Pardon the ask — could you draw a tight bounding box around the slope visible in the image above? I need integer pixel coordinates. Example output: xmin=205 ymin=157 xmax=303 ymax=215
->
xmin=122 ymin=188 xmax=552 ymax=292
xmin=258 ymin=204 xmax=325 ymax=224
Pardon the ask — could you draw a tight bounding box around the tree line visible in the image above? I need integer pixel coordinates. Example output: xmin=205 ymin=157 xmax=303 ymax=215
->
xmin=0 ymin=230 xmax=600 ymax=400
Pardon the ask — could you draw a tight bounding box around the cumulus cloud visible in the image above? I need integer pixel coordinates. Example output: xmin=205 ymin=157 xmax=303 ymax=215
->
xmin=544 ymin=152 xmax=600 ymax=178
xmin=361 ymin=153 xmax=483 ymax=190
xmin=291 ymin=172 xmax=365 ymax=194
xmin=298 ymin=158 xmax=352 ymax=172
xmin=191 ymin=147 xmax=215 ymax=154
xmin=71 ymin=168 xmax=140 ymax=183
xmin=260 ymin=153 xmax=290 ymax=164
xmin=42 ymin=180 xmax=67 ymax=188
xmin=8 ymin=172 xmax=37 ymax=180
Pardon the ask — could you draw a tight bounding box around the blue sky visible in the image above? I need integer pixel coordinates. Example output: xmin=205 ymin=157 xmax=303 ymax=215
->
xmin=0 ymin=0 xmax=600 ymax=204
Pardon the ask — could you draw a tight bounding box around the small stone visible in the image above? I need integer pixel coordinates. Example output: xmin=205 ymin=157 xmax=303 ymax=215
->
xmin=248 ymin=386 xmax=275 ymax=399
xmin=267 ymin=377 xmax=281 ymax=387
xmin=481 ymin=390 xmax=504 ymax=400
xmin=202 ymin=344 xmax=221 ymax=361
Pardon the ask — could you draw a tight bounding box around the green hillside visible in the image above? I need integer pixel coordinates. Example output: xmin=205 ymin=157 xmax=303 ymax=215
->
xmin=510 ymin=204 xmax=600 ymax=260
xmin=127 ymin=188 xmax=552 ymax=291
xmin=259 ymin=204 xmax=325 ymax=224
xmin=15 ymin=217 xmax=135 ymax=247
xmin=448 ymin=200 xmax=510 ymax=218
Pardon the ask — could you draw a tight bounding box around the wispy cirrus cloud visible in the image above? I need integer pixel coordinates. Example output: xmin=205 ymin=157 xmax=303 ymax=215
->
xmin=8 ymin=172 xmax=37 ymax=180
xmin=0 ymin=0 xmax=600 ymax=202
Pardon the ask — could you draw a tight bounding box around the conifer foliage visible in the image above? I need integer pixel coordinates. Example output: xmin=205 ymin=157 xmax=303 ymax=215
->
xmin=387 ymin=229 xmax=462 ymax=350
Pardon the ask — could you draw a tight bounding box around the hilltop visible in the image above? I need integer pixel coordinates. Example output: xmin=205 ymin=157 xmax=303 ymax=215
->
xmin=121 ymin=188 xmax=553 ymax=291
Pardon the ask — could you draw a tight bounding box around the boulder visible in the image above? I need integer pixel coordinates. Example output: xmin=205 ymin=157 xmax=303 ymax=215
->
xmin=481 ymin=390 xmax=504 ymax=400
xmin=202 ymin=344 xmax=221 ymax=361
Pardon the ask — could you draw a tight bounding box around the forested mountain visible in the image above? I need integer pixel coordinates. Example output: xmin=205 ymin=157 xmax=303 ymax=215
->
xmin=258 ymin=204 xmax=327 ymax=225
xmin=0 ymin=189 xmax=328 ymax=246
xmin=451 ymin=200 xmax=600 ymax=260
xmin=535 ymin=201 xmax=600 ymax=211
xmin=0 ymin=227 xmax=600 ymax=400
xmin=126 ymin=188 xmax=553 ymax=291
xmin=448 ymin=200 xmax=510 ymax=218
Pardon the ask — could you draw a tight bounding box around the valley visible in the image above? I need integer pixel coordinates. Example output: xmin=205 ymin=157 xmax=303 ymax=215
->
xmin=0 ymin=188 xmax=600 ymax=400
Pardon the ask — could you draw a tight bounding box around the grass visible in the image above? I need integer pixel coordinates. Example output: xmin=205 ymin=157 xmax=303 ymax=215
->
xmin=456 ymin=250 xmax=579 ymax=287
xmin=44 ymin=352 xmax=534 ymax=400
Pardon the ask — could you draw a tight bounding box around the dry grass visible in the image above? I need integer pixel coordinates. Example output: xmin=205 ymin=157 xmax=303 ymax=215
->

━━━━━━━━

▶ **SHORT EXERCISE**: Scale the data from the line with "around the tree" to the line with "xmin=0 ymin=230 xmax=600 ymax=400", both included. Rewrite only those lines, requests too, and multiply every bounding-box coordinate in the answers (not in the requests or their sample output) by 0.45, rounding to whole numbers with halves rounded up.

▶ **FINISHED ANSWER**:
Pardon the ask — could you draw a tight bounding box around the tree line visible in the image above? I need integer pixel coordinates. Example output: xmin=205 ymin=157 xmax=303 ymax=215
->
xmin=0 ymin=104 xmax=270 ymax=180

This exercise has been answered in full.